TASK REQUIREMENTS: Copy out the stretch from the start of the records through the line that contains "point(449, 149)", requests included, and increase every coordinate in the answers by 8. Leave the pictures out of your copy.

MATERIAL:
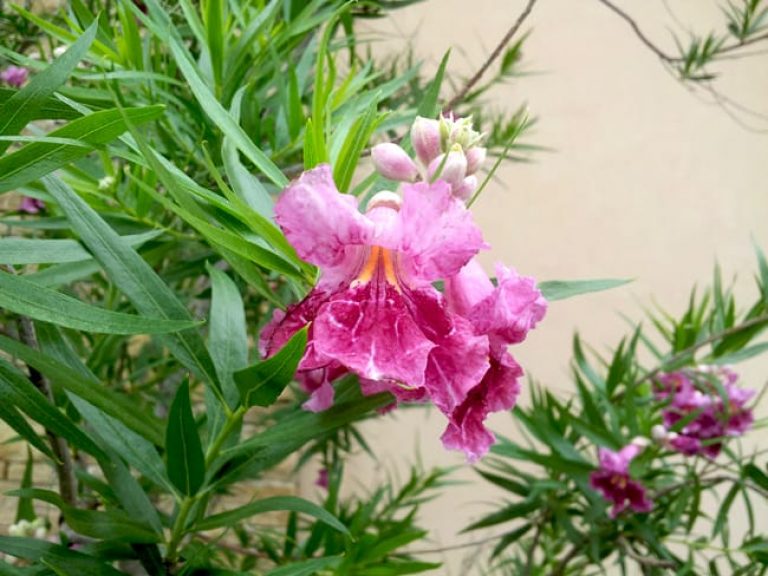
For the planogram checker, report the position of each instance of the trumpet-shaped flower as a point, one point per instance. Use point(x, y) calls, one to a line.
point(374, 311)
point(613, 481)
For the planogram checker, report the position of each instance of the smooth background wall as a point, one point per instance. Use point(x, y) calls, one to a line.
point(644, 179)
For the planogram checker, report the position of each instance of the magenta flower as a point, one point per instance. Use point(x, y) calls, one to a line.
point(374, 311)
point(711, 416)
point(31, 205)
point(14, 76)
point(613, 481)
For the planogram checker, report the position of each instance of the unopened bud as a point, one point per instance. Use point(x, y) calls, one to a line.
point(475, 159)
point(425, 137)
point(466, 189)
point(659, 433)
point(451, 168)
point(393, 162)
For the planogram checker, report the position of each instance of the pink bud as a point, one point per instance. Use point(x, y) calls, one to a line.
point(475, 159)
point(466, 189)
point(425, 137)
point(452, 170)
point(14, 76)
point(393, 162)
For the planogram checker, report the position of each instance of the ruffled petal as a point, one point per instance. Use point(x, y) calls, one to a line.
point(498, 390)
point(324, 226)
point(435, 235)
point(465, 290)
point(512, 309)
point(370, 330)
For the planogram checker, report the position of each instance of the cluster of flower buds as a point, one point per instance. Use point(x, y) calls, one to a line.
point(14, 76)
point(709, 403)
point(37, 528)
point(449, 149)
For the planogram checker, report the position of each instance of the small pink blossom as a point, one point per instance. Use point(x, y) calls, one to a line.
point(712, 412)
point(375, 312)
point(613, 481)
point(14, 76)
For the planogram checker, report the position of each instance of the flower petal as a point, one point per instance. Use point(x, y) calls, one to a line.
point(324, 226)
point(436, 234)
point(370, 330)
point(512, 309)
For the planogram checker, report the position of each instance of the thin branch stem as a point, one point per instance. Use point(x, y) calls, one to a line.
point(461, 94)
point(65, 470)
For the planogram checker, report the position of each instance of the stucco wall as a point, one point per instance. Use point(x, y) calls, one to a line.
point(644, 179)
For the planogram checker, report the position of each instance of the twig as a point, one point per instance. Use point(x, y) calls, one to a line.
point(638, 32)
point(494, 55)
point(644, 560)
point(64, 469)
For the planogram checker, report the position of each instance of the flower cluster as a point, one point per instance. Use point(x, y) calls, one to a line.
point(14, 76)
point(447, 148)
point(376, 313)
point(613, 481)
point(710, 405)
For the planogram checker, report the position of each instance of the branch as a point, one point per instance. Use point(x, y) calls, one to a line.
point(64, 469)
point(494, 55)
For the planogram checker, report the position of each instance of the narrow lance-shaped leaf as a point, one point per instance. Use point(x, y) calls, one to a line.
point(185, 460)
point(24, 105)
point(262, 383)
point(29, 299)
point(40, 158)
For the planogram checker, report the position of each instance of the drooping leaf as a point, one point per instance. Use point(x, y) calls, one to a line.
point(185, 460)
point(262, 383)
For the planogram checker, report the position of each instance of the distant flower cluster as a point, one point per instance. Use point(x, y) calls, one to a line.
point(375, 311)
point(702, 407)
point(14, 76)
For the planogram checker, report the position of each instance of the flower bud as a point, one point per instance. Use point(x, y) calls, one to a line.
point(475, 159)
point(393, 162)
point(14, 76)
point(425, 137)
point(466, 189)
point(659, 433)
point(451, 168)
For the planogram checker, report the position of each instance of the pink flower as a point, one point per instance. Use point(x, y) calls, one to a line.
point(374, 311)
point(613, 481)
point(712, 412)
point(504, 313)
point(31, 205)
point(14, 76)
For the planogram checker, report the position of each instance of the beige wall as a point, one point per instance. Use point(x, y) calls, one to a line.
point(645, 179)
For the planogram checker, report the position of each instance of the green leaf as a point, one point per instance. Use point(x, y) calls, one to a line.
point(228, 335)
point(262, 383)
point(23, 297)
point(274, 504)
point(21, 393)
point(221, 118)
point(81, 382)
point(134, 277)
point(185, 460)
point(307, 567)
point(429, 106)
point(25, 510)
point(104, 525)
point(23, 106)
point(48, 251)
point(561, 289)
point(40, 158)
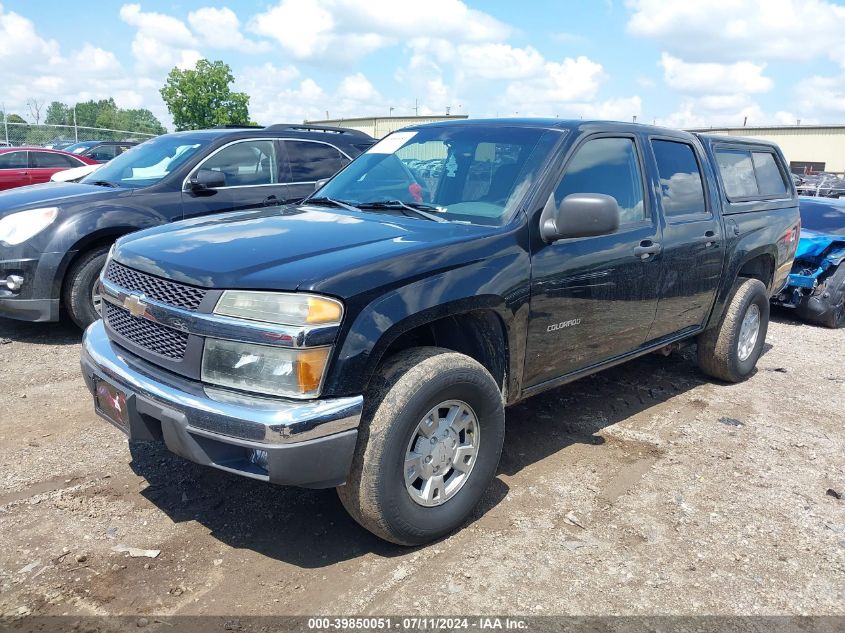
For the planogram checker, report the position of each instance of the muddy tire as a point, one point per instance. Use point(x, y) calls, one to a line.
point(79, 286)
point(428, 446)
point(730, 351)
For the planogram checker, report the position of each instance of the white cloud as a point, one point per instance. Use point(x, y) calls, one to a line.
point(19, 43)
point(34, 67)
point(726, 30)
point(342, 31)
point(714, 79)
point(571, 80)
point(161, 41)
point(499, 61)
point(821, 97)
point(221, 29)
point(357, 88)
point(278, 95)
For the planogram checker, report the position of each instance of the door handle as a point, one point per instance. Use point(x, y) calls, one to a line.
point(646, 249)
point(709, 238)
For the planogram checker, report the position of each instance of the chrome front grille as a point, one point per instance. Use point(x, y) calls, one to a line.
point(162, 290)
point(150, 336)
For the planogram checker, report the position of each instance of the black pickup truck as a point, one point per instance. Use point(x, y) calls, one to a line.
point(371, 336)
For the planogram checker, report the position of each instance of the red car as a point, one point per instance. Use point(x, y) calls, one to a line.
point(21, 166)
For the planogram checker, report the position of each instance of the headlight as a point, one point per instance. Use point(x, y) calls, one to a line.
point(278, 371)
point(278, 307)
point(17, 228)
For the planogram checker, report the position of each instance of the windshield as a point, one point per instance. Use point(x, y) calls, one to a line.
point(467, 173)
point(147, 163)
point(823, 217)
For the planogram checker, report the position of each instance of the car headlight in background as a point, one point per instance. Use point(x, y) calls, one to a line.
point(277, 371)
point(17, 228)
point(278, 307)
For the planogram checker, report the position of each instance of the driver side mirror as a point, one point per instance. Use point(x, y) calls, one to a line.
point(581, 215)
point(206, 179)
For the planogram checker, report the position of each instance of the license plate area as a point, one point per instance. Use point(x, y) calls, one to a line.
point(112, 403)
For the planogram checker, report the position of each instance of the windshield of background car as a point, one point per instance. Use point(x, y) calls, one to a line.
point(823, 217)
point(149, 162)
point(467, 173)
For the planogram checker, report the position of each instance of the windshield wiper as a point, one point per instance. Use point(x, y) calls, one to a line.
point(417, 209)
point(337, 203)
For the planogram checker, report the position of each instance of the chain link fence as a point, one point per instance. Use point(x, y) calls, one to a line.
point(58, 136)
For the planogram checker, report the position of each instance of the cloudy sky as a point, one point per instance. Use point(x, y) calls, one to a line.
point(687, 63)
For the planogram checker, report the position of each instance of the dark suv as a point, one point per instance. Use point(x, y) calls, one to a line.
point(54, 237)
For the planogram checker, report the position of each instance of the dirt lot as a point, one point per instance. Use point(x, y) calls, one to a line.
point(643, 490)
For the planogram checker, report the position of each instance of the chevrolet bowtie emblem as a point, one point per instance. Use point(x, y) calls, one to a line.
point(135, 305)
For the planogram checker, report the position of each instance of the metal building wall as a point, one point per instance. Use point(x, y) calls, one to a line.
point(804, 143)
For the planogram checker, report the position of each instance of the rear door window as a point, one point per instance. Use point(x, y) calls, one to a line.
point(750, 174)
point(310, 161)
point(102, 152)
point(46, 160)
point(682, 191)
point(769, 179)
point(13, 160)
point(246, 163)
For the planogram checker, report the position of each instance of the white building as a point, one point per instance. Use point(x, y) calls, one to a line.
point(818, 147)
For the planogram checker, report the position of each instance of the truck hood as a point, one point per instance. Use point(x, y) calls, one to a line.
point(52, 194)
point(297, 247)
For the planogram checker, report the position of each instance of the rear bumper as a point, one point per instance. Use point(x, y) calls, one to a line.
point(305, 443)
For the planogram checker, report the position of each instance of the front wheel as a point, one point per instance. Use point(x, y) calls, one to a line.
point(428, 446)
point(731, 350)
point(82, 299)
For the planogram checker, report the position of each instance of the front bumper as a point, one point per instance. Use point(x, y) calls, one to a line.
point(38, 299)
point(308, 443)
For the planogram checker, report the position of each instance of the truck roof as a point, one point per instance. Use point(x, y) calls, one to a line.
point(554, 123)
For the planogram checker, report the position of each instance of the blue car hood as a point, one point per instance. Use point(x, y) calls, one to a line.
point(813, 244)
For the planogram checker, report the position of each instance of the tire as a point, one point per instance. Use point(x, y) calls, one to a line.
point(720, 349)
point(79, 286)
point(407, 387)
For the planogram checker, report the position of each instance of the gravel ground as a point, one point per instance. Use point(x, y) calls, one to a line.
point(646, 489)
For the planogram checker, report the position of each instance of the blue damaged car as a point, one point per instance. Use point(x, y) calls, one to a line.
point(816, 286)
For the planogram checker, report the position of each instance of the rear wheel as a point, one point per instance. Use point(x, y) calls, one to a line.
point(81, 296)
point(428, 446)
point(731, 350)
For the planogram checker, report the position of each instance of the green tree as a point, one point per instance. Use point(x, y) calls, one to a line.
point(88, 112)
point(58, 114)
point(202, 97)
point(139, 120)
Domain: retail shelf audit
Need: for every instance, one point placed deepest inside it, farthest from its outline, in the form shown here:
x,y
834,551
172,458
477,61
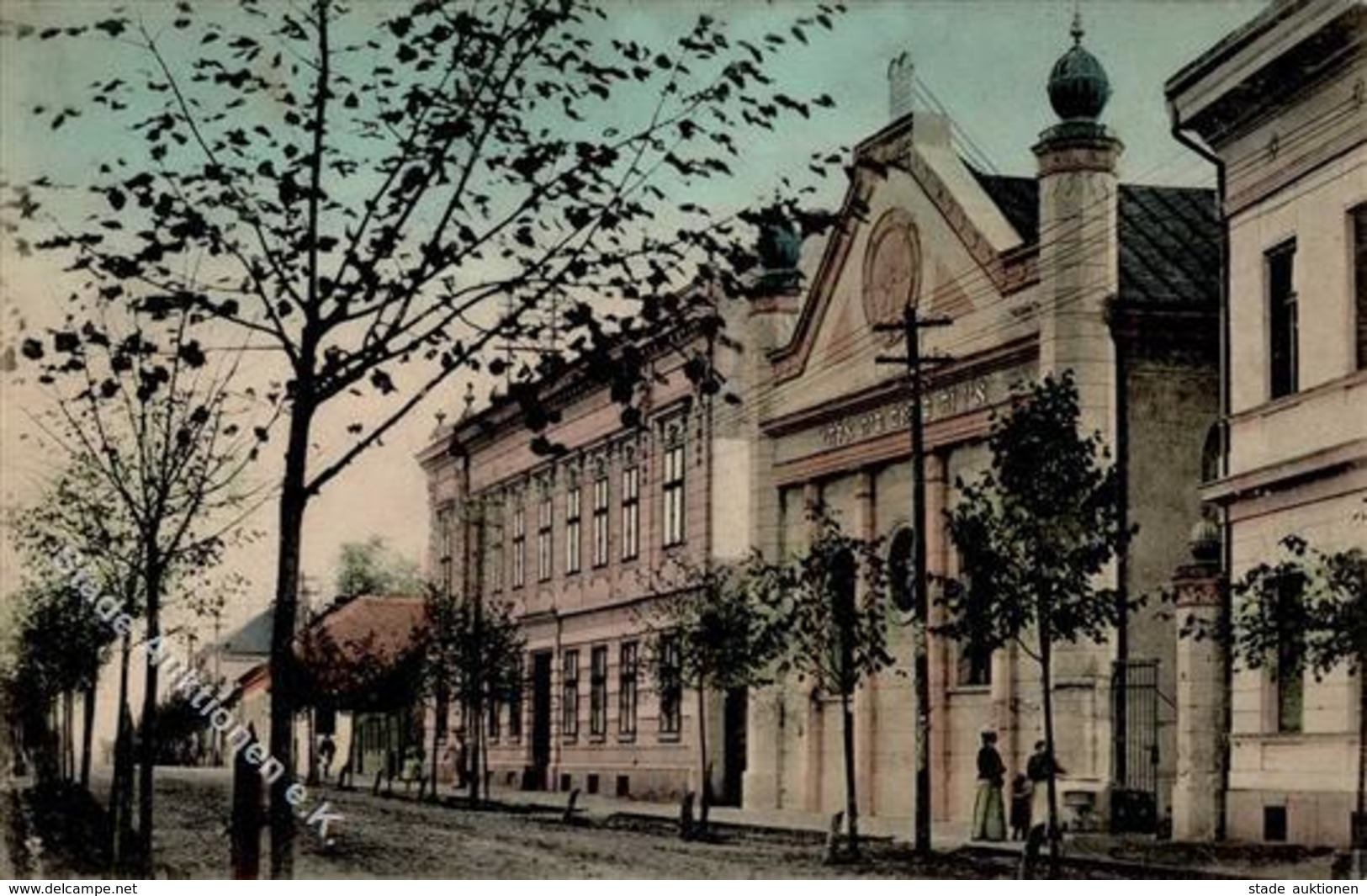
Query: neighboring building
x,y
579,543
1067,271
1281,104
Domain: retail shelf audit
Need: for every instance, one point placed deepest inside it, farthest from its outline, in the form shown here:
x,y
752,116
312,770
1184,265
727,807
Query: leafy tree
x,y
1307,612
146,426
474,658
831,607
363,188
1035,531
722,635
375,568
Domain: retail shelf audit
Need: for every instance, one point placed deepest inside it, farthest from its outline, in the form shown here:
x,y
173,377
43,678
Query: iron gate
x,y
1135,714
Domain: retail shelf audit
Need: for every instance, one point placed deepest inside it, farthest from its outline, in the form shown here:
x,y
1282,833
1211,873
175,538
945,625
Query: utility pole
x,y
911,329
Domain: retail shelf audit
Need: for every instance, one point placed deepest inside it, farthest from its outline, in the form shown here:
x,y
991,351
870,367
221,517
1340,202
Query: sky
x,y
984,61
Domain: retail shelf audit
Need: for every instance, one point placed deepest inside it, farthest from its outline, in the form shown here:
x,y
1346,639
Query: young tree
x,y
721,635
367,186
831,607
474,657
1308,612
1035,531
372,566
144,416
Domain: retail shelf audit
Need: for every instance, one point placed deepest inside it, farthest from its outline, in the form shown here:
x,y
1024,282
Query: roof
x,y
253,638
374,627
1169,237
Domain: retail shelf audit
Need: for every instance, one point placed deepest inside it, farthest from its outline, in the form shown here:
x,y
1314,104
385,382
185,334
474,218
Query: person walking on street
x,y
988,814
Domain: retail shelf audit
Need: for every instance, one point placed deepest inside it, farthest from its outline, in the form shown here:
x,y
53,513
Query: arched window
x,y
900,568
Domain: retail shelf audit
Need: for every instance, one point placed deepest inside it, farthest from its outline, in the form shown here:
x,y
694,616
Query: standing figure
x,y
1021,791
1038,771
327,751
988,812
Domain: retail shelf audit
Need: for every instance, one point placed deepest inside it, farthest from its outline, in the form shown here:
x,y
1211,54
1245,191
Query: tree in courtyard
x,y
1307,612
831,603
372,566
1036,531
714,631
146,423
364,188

RESPONSE:
For the planogram checker, report the position of each instance of the trumpet-shaped flower as a point, one point per instance. Use point(x, y) calls, one to a line.
point(382, 319)
point(621, 489)
For the planogram checker, report the position of each instance of the smooth background wall as a point, one point per instance. Use point(x, y) calls, one to a line.
point(652, 187)
For the planogram checker, report the position of each instance of the magenta flower as a point, one point per instance. Use point(x, y) calls, one to a line.
point(382, 319)
point(719, 424)
point(39, 213)
point(22, 84)
point(621, 489)
For the planogram checker, report the position of each instance of the unopened bud as a point, one point per instance. Use point(x, y) calls, one to a line.
point(483, 167)
point(433, 145)
point(474, 197)
point(667, 441)
point(459, 176)
point(401, 170)
For the planogram checker, report the position of each instance of the pink bud as a point, one point per instance. Use point(x, y) calls, one to a line.
point(483, 167)
point(474, 197)
point(433, 145)
point(460, 178)
point(22, 84)
point(401, 170)
For the planogram checker, report the position of each instance of the ruffled petal as a point, one point per instance. Use point(x, y) calls, one to a line.
point(506, 398)
point(332, 234)
point(443, 243)
point(473, 298)
point(520, 317)
point(378, 338)
For the planogram checker, report the position of each instance of the cluster of flower buds as a point, one point per instance. Use point(x, y) calls, one to a line.
point(22, 84)
point(717, 411)
point(45, 536)
point(457, 157)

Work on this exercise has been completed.